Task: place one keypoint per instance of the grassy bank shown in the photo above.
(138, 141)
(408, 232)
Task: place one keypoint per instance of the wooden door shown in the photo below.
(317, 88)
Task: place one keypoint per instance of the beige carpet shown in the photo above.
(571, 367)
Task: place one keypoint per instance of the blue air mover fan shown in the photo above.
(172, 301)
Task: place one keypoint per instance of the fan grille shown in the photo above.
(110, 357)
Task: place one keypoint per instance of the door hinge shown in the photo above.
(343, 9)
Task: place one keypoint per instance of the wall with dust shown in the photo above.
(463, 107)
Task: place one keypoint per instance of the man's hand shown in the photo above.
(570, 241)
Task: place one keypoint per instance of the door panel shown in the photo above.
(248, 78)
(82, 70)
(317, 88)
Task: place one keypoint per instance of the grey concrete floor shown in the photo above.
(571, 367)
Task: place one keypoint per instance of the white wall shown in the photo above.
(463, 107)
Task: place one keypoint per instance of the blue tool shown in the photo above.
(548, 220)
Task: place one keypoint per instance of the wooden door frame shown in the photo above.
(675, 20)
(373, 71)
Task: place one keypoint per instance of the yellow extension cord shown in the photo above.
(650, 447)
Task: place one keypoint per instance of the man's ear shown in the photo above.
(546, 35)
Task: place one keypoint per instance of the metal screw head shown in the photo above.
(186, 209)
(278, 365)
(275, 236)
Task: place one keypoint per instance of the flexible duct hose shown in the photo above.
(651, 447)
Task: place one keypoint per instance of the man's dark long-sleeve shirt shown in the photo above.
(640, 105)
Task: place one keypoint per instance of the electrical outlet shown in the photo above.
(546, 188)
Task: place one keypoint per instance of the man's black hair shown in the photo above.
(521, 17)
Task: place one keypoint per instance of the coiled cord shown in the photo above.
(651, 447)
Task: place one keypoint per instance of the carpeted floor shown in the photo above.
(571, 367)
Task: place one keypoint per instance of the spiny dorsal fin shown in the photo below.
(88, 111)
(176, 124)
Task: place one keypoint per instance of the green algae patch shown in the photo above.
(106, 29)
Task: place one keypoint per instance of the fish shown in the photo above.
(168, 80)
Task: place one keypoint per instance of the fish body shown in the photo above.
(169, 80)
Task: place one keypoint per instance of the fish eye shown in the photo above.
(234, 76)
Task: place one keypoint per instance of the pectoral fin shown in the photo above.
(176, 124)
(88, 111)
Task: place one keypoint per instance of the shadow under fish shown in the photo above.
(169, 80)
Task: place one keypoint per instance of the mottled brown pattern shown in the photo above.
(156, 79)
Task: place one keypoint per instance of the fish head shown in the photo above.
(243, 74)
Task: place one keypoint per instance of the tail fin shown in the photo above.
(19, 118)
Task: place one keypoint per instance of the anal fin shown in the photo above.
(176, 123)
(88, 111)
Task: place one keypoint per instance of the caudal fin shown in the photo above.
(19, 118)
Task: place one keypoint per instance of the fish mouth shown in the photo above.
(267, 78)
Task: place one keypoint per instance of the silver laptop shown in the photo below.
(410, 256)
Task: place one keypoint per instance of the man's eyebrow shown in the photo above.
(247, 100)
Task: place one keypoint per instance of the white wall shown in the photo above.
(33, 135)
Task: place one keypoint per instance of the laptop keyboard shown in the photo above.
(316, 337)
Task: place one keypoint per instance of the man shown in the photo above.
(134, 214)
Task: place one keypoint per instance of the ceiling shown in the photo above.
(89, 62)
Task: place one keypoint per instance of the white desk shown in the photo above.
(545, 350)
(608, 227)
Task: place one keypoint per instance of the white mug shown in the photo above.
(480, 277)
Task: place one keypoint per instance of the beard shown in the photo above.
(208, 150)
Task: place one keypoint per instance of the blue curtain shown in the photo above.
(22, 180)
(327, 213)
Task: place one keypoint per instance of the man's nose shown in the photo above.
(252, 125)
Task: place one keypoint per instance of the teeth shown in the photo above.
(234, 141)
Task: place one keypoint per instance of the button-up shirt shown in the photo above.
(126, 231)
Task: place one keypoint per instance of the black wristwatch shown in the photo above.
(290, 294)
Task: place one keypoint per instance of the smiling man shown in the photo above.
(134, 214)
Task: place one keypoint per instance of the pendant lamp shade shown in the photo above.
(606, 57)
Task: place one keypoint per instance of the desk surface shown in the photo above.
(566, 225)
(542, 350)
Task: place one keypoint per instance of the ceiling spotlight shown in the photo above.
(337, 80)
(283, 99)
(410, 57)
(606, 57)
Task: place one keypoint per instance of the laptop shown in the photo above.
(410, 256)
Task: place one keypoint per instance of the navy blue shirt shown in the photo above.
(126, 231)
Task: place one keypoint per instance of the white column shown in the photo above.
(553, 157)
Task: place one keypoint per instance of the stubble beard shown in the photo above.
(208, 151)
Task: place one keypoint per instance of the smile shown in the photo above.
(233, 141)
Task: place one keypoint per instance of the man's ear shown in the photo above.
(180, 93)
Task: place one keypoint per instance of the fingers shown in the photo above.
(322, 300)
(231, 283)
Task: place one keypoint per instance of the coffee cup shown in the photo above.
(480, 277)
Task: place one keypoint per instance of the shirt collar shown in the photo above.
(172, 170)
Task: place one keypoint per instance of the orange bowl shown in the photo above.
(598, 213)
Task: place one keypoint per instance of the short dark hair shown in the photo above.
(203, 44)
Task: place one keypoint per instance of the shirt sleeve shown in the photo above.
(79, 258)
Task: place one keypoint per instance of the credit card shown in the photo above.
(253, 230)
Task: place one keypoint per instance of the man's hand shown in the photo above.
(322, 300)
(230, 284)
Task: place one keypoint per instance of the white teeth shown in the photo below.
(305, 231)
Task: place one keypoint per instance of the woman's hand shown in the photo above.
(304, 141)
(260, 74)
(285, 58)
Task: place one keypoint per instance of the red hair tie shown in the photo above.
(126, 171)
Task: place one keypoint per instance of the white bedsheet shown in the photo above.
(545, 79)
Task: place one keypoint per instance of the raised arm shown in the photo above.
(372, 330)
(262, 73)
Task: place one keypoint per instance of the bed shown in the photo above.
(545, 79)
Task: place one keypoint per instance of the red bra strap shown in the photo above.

**What is needed**
Reproduce the lines starting with the one that contains "Task: place one keypoint per instance of the credit" and going on through the last line above. Offset every coordinate pair by adding 27 to both numbers, and copy all other lines unchanged.

**Reply**
Task: place one keypoint per instance of the credit card shown in the photo above.
(280, 257)
Task: place one keypoint per instance of the man's hand shown in the photo above.
(349, 327)
(257, 311)
Task: place one keypoint per instance of the white teeth shown in the photo below.
(332, 258)
Task: place one keypoint per instance of the woman's hand shown in the photo above.
(331, 168)
(287, 101)
(312, 85)
Task: place one keypoint per instance of the red hair tie shown in the photo above.
(153, 198)
Task: place one keypoint per instance of the white bedsheet shown in the photo above.
(572, 106)
Task: place one keypoint per instance of the raised arm shown in the photo above.
(399, 357)
(289, 100)
Task: place one keypoint per instance of the bed shown in the photo above.
(572, 106)
Task: place one keypoint per instance of the red bra strap shown in the photo above.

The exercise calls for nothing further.